— TEXT PASSAGE —
Skip to main content

AI Agent Communication

Multi-agent coordination, agent-to-user streaming, tool-call relay, and human-in-the-loop interventions — all over the same WebSocket protocol.

Why over HTTP?

HTTP is request-response. AI agents need to:

  • Receive without polling — a researcher agent waiting for the next sub-task shouldn't poll a queue every second.
  • Stream long-running work — tool calls, intermediate findings, partial reasoning steps need to flow back to the user in real time, not after the agent's done.
  • Coordinate without a central queue — agents talk to each other directly via channels (planner ↔ researchers ↔ writer), without staging through a backend message bus.
  • Tolerate long idle periods — agents are connected for the lifetime of a workflow run, often minutes to hours.

WebSocket + channels handles all four. HTTP doesn't.

Topologies

Pattern A — Planner fans out to specialists

                   ┌──────────┐
│ Planner │
└─────┬────┘
│ publish: subtask

┌──────────────────────────────────┐
│ workflows/run-xyz/subtasks │ ← channel
└────┬───────────┬───────────┬─────┘
│ │ │
▼ ▼ ▼
┌──────────┐ ┌──────────┐ ┌──────────┐
│Researcher│ │ Writer │ │ Reviewer │
└─────┬────┘ └─────┬────┘ └─────┬────┘
│ │ │
└────────────┼────────────┘
│ send (direct): finding

┌──────────┐
│ Planner │ ← same instance
└──────────┘
  • Subtasks broadcast on workflows/run-xyz/subtasks so any researcher can pick one up.

— EXERCISES —
**A)** For each statement, say yes or no to whether it agrees with the page on AI agent communication, and quote the exact words of the page that decide it. (i) Agents stay connected for the lifetime of a workflow run. (ii) Agents coordinate by staging their messages through a backend message bus. (iii) Subtasks are broadcast on a channel so that any researcher can pick one up.
**B)** Extend the page on AI agent communication, starting after its final sentence.
The lines that come after the page on AI agent communication play no part in this work.

— MATERIAL PROVIDED —
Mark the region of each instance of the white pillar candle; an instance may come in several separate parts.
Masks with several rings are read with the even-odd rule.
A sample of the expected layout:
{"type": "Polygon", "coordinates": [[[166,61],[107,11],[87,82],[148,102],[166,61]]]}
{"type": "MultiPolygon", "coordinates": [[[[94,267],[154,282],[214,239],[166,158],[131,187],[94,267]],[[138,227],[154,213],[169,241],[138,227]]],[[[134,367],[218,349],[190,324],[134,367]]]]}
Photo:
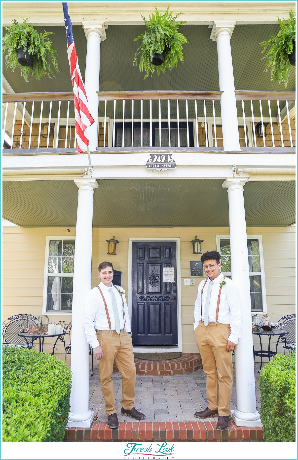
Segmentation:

— RESPONSE LIST —
**A)**
(i) Yes: "agents are connected for the lifetime of a workflow run, often minutes to hours."
(ii) No: "agents talk to each other directly via channels (planner ↔ researchers ↔ writer), without staging through a backend message bus."
(iii) Yes: "Subtasks broadcast on workflows/run-xyz/subtasks so any researcher can pick one up."

**B)**
  • Findings return via send (direct) to the planner — 1:1, no fan-out cost.

Pattern B — Agent streams to user

┌──────────┐  subscribe:               ┌──────────┐
│ USER │ user-uid-123/inbox ────→ │ Realtime │
│ BROWSER │ │ Messaging│
└──────────┘ └──────────┘

│ publish (or send)

┌──────────┐ agent-run-uid-123 │
│ AGENT │ ───────────────────────────────┘
│ (server) │
└──────────┘
  • The agent runs in your backend; its peerId is something like agent-${runId}.
  • The user's browser subscribes to user-uid-123/inbox.
  • The agent publishes progress / partial results to the user's inbox channel. Or sends directly using the user's peerId if they're known.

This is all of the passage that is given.